Given task: In the records below, locate the line containing "Pick out each instance of the dark"; output that line and every following line through the last, exactly.

Data supplied:

+ + + + + + +

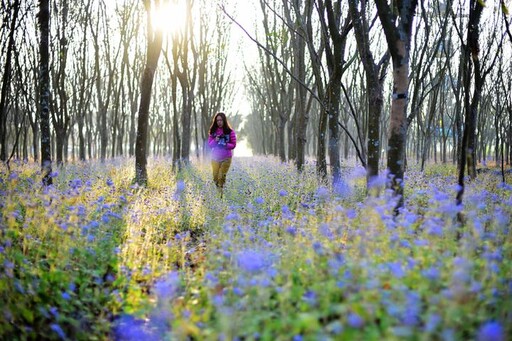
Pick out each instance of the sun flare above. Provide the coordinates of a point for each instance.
(169, 16)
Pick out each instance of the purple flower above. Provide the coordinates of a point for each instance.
(491, 331)
(291, 230)
(432, 323)
(167, 287)
(432, 273)
(351, 214)
(355, 321)
(396, 269)
(310, 298)
(56, 328)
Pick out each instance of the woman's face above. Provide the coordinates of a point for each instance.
(220, 121)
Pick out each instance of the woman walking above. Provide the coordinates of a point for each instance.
(222, 141)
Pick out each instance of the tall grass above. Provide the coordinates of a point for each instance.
(282, 256)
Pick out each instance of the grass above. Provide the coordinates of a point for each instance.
(281, 257)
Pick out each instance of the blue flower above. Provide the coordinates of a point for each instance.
(167, 287)
(431, 273)
(251, 261)
(491, 331)
(310, 298)
(57, 329)
(396, 269)
(355, 321)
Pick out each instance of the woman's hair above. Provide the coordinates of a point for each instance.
(226, 127)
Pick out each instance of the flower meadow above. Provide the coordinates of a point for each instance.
(282, 256)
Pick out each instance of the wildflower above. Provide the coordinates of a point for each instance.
(491, 331)
(325, 230)
(431, 273)
(351, 214)
(317, 246)
(310, 298)
(396, 269)
(322, 193)
(57, 329)
(167, 287)
(355, 321)
(251, 261)
(292, 230)
(432, 323)
(130, 328)
(75, 183)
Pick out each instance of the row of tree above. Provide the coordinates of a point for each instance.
(427, 79)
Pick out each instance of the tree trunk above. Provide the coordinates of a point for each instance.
(6, 82)
(398, 38)
(154, 47)
(44, 85)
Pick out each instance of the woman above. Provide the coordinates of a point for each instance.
(222, 141)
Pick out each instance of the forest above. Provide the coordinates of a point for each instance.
(376, 204)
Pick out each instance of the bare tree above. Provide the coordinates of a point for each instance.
(397, 30)
(154, 47)
(44, 85)
(6, 79)
(375, 75)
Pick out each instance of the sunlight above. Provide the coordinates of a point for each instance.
(170, 16)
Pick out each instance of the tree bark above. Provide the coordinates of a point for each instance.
(6, 81)
(398, 38)
(44, 95)
(154, 47)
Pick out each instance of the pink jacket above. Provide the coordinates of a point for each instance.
(222, 149)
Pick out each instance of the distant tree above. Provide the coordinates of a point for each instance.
(375, 76)
(13, 10)
(44, 94)
(154, 47)
(397, 25)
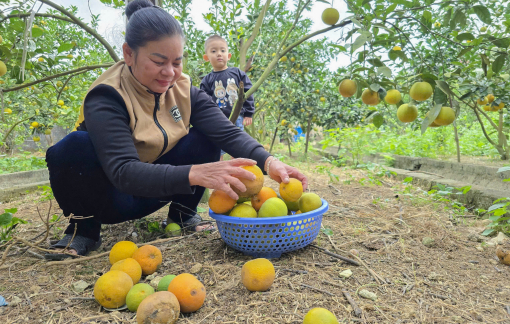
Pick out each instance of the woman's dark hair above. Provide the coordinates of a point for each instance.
(147, 22)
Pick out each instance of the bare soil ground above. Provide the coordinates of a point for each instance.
(452, 280)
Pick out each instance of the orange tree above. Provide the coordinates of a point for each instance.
(51, 58)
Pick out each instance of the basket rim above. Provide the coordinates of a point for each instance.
(270, 220)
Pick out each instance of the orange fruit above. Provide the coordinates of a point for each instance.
(421, 91)
(258, 274)
(122, 250)
(220, 202)
(129, 266)
(259, 198)
(370, 97)
(291, 191)
(111, 289)
(149, 257)
(162, 307)
(347, 88)
(252, 186)
(190, 292)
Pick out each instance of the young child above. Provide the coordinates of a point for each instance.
(223, 82)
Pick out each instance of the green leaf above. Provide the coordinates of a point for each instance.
(488, 231)
(483, 13)
(5, 219)
(378, 120)
(465, 36)
(502, 42)
(499, 62)
(464, 51)
(37, 32)
(375, 87)
(375, 62)
(430, 117)
(384, 70)
(444, 86)
(65, 47)
(360, 41)
(459, 18)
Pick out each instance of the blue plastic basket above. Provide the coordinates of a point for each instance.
(270, 237)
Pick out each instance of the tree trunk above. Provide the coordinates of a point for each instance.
(308, 134)
(457, 140)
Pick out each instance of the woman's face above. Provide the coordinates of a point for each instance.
(158, 64)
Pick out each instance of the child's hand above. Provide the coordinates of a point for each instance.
(247, 121)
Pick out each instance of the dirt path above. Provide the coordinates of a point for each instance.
(453, 280)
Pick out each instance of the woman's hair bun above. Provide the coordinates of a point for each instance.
(137, 5)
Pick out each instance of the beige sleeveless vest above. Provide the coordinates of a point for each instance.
(154, 132)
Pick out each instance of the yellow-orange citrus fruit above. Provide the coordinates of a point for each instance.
(252, 186)
(149, 257)
(482, 102)
(3, 68)
(190, 292)
(347, 88)
(220, 202)
(291, 191)
(330, 16)
(407, 113)
(161, 307)
(259, 198)
(370, 97)
(129, 266)
(446, 116)
(122, 250)
(393, 97)
(320, 316)
(111, 289)
(421, 91)
(258, 274)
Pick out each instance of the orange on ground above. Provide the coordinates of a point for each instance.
(259, 198)
(111, 289)
(252, 186)
(122, 250)
(129, 266)
(347, 88)
(370, 97)
(258, 274)
(190, 292)
(162, 307)
(291, 191)
(220, 202)
(149, 257)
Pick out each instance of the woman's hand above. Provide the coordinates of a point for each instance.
(281, 172)
(219, 175)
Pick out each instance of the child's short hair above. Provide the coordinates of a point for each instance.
(212, 38)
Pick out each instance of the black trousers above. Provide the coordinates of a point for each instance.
(81, 187)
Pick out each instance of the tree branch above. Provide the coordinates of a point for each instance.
(85, 27)
(23, 15)
(273, 63)
(246, 45)
(81, 70)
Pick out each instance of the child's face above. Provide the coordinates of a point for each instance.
(217, 53)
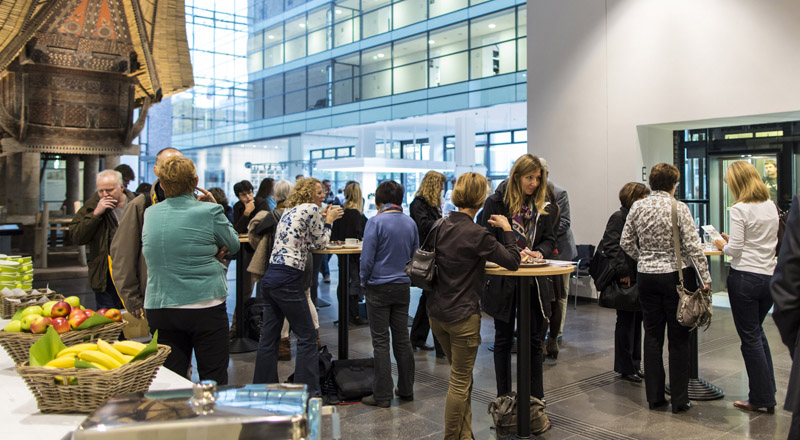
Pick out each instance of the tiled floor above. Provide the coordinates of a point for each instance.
(586, 400)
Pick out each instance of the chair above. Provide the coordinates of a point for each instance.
(585, 254)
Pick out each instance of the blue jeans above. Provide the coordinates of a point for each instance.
(750, 301)
(387, 307)
(287, 301)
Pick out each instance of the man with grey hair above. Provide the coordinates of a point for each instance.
(127, 261)
(95, 224)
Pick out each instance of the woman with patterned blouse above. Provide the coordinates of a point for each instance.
(647, 238)
(303, 226)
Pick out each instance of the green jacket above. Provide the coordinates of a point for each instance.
(180, 239)
(97, 232)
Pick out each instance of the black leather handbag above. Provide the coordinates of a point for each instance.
(421, 270)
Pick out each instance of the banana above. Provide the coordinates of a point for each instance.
(105, 347)
(131, 348)
(100, 358)
(62, 362)
(76, 349)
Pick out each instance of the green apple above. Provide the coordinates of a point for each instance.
(13, 327)
(46, 308)
(32, 310)
(27, 321)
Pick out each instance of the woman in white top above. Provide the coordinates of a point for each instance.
(751, 244)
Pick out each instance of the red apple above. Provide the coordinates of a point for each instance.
(60, 325)
(39, 325)
(60, 309)
(113, 314)
(77, 319)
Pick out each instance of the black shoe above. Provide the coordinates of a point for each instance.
(682, 407)
(359, 321)
(369, 400)
(631, 378)
(409, 398)
(422, 346)
(654, 405)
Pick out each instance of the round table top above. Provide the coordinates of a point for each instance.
(550, 269)
(337, 251)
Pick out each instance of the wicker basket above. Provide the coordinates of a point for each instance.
(93, 387)
(18, 345)
(9, 308)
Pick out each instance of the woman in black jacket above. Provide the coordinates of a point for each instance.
(628, 332)
(521, 199)
(351, 225)
(425, 210)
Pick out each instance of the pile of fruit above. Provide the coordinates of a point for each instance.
(102, 355)
(63, 316)
(16, 272)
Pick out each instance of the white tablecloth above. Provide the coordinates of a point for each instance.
(20, 418)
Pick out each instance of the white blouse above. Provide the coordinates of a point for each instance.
(753, 237)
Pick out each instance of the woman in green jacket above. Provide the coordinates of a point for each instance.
(186, 284)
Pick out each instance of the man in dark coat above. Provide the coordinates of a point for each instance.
(786, 294)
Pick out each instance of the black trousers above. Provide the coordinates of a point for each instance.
(203, 330)
(422, 325)
(659, 300)
(504, 339)
(628, 342)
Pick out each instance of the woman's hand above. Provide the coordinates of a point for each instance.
(333, 213)
(499, 221)
(205, 196)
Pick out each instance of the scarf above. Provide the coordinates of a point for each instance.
(390, 207)
(521, 226)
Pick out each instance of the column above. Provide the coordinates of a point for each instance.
(73, 182)
(91, 164)
(111, 161)
(29, 182)
(465, 146)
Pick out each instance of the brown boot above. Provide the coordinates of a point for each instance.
(284, 350)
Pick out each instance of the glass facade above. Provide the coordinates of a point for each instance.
(493, 44)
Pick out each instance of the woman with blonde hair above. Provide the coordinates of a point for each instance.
(425, 210)
(351, 225)
(521, 199)
(462, 249)
(751, 245)
(186, 287)
(304, 225)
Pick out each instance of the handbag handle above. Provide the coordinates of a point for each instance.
(677, 243)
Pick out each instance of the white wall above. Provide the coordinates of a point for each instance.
(600, 73)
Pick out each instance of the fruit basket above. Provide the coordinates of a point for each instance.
(8, 306)
(18, 345)
(82, 390)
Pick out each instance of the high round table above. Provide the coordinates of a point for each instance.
(344, 292)
(525, 276)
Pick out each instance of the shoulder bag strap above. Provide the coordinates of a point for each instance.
(676, 239)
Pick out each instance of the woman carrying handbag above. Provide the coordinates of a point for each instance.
(628, 331)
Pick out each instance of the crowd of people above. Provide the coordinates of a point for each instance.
(163, 254)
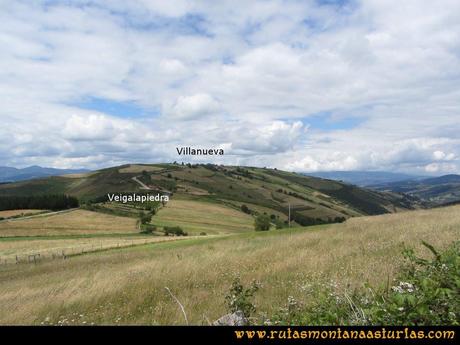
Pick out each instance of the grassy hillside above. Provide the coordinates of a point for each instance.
(127, 286)
(313, 200)
(196, 217)
(74, 222)
(435, 191)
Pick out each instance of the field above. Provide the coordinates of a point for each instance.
(127, 286)
(195, 217)
(12, 213)
(50, 248)
(75, 222)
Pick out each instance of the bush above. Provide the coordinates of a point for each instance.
(145, 218)
(245, 209)
(174, 230)
(427, 293)
(148, 228)
(262, 223)
(239, 298)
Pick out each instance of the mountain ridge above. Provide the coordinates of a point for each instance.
(312, 200)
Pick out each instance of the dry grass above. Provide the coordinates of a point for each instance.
(135, 168)
(11, 249)
(68, 223)
(196, 216)
(12, 213)
(128, 286)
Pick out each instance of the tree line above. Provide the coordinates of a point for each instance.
(41, 202)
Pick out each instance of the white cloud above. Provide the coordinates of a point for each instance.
(251, 75)
(194, 106)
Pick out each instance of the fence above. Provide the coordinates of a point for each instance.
(60, 254)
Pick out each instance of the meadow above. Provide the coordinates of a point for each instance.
(73, 222)
(127, 286)
(197, 216)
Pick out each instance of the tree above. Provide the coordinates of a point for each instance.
(245, 209)
(145, 218)
(262, 222)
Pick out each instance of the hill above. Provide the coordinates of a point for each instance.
(437, 190)
(9, 174)
(312, 200)
(295, 269)
(364, 178)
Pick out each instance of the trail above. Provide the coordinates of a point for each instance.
(39, 215)
(142, 184)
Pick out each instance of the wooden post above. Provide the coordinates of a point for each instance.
(289, 215)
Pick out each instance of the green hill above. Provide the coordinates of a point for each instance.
(312, 200)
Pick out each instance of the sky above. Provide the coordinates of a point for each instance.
(297, 85)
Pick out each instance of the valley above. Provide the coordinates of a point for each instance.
(109, 262)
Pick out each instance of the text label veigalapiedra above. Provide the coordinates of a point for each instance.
(123, 198)
(190, 151)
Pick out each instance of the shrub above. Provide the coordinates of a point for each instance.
(239, 298)
(427, 293)
(174, 230)
(145, 218)
(245, 209)
(148, 228)
(262, 222)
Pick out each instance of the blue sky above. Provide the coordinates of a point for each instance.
(297, 85)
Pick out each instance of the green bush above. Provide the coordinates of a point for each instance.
(262, 222)
(148, 228)
(174, 230)
(240, 298)
(145, 218)
(427, 293)
(245, 209)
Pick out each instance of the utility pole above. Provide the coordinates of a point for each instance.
(289, 215)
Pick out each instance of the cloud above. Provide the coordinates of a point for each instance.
(249, 75)
(198, 105)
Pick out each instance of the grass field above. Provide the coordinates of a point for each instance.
(127, 286)
(12, 213)
(196, 216)
(47, 247)
(68, 223)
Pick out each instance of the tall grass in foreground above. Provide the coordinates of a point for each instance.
(128, 286)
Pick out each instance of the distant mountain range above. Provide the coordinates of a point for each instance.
(277, 193)
(436, 190)
(9, 174)
(364, 178)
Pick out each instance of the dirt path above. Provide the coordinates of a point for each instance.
(142, 184)
(39, 215)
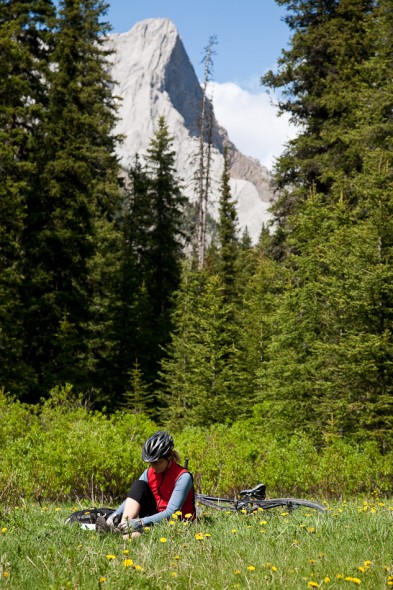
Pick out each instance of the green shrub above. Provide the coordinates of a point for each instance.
(64, 451)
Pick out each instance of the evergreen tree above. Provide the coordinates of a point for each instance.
(320, 76)
(165, 241)
(201, 374)
(227, 232)
(25, 41)
(70, 208)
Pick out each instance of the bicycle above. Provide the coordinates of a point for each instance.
(254, 499)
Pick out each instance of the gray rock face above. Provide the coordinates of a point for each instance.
(155, 77)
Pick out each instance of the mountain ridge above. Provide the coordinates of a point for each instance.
(154, 76)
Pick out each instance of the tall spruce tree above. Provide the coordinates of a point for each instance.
(227, 234)
(165, 241)
(25, 42)
(70, 208)
(320, 77)
(201, 373)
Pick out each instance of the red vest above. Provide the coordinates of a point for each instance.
(163, 484)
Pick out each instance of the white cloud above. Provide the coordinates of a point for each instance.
(251, 121)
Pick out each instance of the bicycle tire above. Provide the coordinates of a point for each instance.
(251, 505)
(289, 503)
(216, 503)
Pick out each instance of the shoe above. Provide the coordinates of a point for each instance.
(103, 527)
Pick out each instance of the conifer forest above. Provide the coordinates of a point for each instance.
(101, 281)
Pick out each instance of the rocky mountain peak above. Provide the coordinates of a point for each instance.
(154, 77)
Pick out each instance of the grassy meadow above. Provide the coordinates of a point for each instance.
(348, 546)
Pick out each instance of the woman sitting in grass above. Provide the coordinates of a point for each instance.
(164, 488)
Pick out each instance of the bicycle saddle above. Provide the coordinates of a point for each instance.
(259, 491)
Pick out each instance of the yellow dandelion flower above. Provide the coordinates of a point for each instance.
(353, 580)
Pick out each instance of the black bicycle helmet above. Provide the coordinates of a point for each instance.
(158, 445)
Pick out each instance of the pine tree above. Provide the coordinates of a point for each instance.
(201, 374)
(165, 241)
(25, 41)
(227, 232)
(69, 211)
(320, 76)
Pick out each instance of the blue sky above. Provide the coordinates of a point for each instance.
(250, 36)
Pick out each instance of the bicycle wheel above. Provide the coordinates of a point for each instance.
(289, 503)
(216, 503)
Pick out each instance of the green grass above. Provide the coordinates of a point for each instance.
(350, 545)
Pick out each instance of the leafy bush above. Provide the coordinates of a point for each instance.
(64, 451)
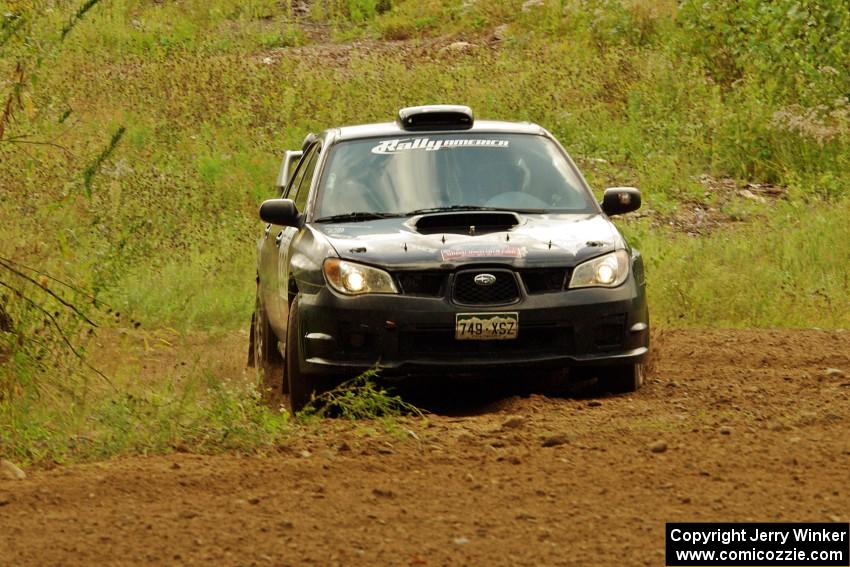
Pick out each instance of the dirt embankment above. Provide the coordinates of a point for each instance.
(733, 425)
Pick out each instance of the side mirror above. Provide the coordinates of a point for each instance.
(619, 200)
(281, 212)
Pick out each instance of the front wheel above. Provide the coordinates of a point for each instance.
(302, 386)
(265, 356)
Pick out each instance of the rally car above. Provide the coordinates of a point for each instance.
(438, 244)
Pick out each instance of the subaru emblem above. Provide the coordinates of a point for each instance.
(485, 279)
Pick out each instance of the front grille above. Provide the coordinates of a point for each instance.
(503, 291)
(426, 284)
(545, 280)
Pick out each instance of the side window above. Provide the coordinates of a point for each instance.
(306, 179)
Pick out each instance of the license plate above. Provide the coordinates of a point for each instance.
(486, 326)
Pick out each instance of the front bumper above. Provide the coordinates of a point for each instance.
(404, 335)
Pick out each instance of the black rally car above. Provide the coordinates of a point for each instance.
(440, 244)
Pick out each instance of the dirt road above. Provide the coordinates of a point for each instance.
(754, 429)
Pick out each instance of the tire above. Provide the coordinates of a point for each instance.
(302, 386)
(622, 378)
(266, 358)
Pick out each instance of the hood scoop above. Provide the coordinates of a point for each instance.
(469, 222)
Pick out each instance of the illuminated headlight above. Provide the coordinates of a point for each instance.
(609, 270)
(351, 278)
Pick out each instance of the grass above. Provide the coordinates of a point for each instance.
(159, 221)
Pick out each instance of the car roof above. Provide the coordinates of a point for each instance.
(393, 129)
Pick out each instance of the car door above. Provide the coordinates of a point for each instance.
(299, 192)
(268, 259)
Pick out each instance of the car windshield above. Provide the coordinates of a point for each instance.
(420, 173)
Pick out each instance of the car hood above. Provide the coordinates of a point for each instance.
(536, 240)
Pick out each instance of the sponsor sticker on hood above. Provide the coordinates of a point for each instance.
(486, 252)
(397, 145)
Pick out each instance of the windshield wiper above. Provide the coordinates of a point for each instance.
(450, 208)
(472, 208)
(357, 216)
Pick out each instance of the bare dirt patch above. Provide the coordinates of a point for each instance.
(734, 425)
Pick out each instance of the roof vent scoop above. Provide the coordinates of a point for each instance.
(435, 117)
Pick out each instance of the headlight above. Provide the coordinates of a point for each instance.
(351, 278)
(609, 270)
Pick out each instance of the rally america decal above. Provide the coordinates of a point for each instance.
(407, 144)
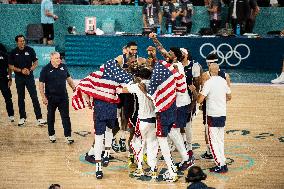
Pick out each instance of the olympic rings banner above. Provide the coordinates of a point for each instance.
(248, 53)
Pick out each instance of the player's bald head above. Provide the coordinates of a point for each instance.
(214, 69)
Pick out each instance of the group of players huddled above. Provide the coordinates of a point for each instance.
(148, 129)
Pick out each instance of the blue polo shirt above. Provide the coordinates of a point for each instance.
(55, 80)
(46, 5)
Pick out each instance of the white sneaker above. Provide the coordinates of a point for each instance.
(279, 79)
(11, 118)
(52, 139)
(41, 122)
(170, 177)
(69, 140)
(22, 122)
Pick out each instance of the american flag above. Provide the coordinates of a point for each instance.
(102, 85)
(162, 86)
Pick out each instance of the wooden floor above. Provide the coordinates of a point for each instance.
(254, 146)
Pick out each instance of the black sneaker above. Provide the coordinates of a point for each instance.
(99, 174)
(105, 161)
(207, 156)
(115, 146)
(90, 158)
(219, 169)
(131, 160)
(186, 164)
(122, 143)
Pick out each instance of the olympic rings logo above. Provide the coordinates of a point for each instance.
(228, 54)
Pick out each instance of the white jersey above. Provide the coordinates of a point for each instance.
(146, 106)
(196, 69)
(215, 89)
(182, 99)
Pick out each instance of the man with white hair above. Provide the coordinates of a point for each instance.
(217, 92)
(52, 87)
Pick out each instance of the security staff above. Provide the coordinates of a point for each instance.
(52, 87)
(5, 83)
(23, 62)
(239, 13)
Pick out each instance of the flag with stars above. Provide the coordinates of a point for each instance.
(102, 85)
(162, 88)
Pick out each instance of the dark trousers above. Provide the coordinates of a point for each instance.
(235, 22)
(249, 25)
(6, 92)
(215, 25)
(187, 25)
(63, 107)
(29, 83)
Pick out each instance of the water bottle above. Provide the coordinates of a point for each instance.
(170, 29)
(136, 3)
(158, 30)
(238, 30)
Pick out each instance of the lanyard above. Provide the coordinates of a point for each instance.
(150, 10)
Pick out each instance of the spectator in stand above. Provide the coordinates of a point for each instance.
(281, 3)
(198, 2)
(251, 20)
(186, 14)
(214, 9)
(12, 1)
(263, 3)
(47, 20)
(240, 12)
(24, 1)
(4, 2)
(54, 186)
(152, 15)
(170, 13)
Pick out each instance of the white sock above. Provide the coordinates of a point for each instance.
(108, 137)
(208, 149)
(91, 151)
(122, 134)
(98, 146)
(184, 137)
(165, 150)
(107, 153)
(98, 166)
(176, 137)
(188, 132)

+ + + + + + +

Full answer:
Pick out each instance of the dark trousers above. Provide the coordinates of a point for each instance.
(235, 22)
(249, 25)
(6, 92)
(215, 25)
(187, 25)
(63, 107)
(29, 83)
Pick out each instance of the water bottle above. Provide the coordinates of a point for each instance.
(170, 29)
(136, 3)
(158, 30)
(238, 30)
Pick out each instance of the lanyard above. Provide the coordinates of a point for each instance.
(150, 10)
Pick out each instance of the spectator in stand above. Provide the coordinates of a point for each instance.
(281, 3)
(198, 2)
(251, 20)
(186, 14)
(214, 9)
(12, 1)
(263, 3)
(47, 20)
(240, 12)
(24, 1)
(4, 2)
(54, 186)
(152, 15)
(170, 13)
Pick out each instance of the white sock above. Provide the coordinates of a point for each instance.
(108, 137)
(208, 149)
(91, 151)
(122, 134)
(98, 146)
(184, 137)
(165, 150)
(107, 153)
(98, 166)
(176, 137)
(188, 132)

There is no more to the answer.